>>

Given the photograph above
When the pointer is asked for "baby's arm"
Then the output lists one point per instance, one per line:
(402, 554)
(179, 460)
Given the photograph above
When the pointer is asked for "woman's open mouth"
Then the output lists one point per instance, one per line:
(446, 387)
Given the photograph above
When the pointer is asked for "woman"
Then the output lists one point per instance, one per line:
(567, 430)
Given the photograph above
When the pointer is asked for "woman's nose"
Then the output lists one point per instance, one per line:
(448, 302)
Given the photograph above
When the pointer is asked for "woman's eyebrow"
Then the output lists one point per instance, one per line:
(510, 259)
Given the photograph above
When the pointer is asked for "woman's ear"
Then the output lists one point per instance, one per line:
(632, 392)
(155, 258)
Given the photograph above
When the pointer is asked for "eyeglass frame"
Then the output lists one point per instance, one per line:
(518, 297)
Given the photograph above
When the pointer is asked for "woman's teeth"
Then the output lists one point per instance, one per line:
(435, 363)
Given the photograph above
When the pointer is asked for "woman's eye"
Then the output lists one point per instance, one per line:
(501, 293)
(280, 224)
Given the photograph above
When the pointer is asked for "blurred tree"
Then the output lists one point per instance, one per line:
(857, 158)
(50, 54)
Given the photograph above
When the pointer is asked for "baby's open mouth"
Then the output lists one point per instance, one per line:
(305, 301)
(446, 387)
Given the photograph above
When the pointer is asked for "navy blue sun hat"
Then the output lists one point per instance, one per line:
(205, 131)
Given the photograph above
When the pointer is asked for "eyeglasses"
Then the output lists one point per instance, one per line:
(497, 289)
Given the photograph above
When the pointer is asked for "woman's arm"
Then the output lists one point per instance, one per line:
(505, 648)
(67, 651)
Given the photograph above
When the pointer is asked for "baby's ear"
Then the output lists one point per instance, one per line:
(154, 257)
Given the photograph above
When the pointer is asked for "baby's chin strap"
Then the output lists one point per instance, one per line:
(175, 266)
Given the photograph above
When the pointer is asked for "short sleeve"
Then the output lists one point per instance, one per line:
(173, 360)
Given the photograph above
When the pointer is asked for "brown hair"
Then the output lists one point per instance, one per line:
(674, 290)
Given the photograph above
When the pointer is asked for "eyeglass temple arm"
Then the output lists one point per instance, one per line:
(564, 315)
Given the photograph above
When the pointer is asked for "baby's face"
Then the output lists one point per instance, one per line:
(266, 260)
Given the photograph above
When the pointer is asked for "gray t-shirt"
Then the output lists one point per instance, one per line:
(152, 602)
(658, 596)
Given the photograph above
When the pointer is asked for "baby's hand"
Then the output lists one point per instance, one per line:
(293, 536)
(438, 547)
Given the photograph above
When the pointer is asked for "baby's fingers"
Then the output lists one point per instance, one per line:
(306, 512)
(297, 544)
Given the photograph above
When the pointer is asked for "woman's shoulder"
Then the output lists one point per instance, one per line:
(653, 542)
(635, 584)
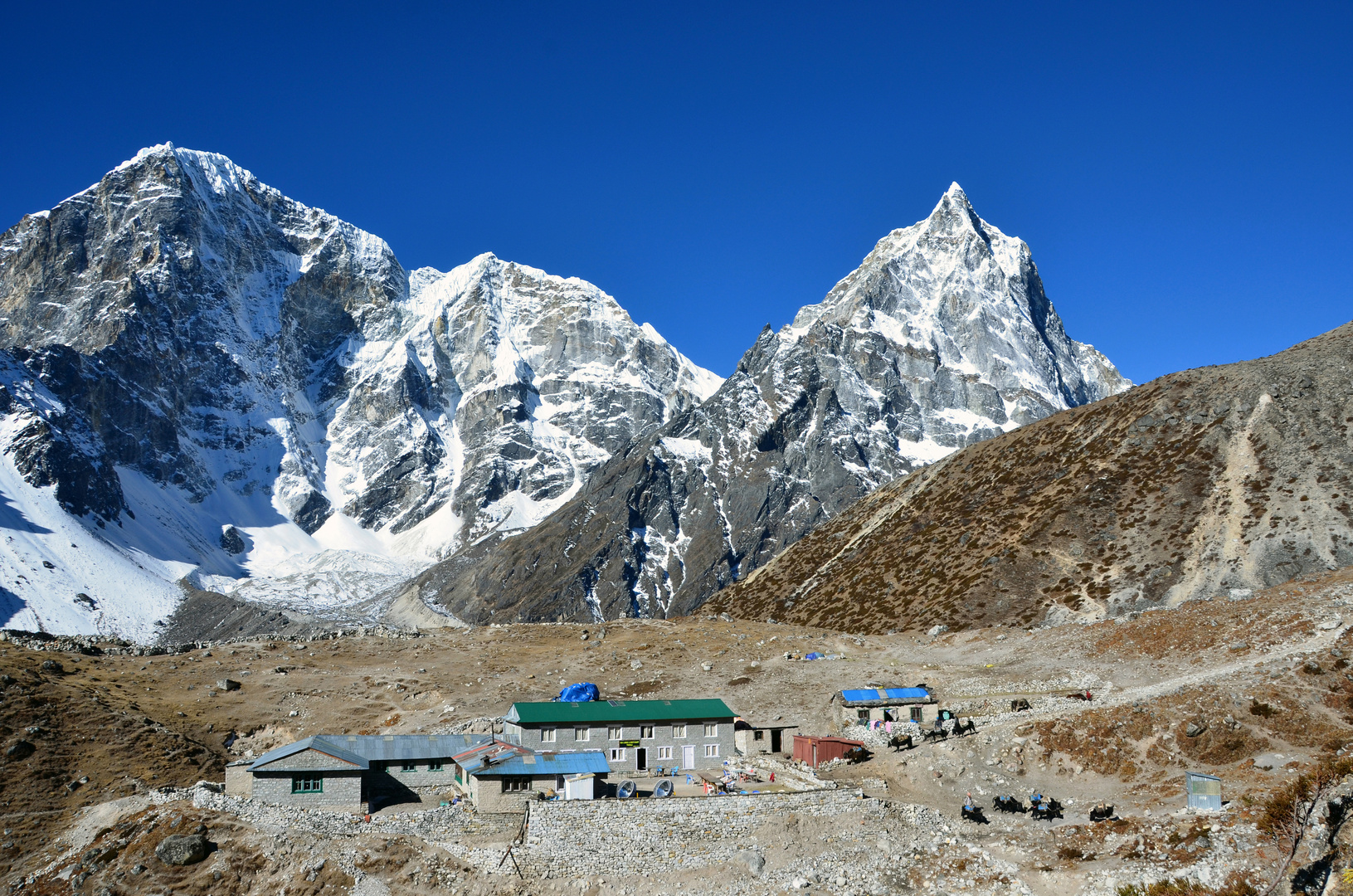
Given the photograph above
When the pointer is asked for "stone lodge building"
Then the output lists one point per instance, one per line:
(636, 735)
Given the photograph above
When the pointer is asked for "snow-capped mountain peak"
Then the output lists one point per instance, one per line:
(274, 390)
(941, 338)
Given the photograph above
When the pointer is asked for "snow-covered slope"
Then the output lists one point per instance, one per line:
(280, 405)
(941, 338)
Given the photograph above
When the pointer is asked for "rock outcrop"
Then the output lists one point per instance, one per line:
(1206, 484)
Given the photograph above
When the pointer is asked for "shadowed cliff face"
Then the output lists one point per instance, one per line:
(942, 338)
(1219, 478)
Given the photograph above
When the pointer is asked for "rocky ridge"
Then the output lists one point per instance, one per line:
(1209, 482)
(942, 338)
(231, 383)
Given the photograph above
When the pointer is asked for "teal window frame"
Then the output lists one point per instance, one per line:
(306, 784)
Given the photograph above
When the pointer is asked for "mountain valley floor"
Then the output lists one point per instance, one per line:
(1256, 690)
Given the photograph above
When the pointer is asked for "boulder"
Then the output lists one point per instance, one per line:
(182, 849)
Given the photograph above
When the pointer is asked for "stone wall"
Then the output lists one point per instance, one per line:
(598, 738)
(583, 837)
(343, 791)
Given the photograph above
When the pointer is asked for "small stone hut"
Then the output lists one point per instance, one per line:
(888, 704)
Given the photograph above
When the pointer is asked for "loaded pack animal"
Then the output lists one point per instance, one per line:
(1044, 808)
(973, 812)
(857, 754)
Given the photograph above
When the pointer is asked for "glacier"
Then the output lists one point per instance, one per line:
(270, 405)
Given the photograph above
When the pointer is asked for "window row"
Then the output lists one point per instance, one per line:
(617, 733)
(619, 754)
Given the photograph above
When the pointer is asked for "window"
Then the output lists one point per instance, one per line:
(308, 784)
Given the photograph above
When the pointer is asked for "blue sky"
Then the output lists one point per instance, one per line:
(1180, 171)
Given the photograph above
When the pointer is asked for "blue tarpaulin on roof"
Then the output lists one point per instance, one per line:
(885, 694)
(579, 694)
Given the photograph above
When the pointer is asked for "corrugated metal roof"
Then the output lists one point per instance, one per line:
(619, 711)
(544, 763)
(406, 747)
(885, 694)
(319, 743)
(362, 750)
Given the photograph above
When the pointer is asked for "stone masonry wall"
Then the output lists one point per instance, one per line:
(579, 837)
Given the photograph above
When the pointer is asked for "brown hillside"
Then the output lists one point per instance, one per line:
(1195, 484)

<<
>>

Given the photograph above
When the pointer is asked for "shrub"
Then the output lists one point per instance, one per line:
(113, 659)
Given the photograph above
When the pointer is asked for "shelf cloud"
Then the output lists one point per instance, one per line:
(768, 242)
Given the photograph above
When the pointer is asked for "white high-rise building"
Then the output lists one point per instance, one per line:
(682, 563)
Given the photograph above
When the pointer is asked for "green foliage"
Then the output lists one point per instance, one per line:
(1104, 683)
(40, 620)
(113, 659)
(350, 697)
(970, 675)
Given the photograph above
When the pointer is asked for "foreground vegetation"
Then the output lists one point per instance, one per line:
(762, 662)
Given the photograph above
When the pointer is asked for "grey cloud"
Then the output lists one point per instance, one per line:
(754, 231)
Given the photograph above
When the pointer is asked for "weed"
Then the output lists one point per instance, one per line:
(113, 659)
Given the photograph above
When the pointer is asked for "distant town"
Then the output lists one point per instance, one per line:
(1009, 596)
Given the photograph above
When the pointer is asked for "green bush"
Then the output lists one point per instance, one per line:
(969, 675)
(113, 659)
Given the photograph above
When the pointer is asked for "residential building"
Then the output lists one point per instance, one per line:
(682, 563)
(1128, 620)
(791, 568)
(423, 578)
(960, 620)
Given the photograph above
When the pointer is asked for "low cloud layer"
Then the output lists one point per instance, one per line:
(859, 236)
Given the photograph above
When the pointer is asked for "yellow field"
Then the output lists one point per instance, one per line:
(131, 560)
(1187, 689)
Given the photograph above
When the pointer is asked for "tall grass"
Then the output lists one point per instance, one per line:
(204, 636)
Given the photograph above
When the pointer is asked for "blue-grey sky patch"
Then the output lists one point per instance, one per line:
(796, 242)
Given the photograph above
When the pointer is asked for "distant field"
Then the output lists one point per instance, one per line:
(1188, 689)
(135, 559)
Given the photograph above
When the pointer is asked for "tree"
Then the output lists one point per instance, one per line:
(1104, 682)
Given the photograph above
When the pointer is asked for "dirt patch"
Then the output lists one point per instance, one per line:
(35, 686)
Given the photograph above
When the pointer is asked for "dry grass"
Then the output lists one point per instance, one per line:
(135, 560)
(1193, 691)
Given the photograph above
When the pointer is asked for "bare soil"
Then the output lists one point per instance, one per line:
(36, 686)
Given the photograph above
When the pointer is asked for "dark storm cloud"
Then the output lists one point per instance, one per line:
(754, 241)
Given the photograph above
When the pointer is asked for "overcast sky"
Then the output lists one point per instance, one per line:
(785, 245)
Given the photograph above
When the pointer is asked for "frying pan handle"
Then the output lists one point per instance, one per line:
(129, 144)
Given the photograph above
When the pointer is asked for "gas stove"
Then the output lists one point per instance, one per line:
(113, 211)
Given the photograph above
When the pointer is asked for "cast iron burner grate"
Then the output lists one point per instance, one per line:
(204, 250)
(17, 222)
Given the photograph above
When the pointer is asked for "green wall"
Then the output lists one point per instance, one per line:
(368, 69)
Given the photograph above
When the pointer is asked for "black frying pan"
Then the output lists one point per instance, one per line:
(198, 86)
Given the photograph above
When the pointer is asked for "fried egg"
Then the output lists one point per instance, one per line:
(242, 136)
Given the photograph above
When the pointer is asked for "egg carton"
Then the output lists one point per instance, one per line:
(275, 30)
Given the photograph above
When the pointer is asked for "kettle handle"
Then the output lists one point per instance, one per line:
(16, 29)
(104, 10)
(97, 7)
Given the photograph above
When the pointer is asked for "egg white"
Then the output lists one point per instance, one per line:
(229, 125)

<<

Problem to solve
Please find each line in the rows above that contains the word "snow" and copy those lines out.

Finished exercise
When the pointer is asked for "snow-capped mountain peak"
When the pointer is asked for "snow-covered slope"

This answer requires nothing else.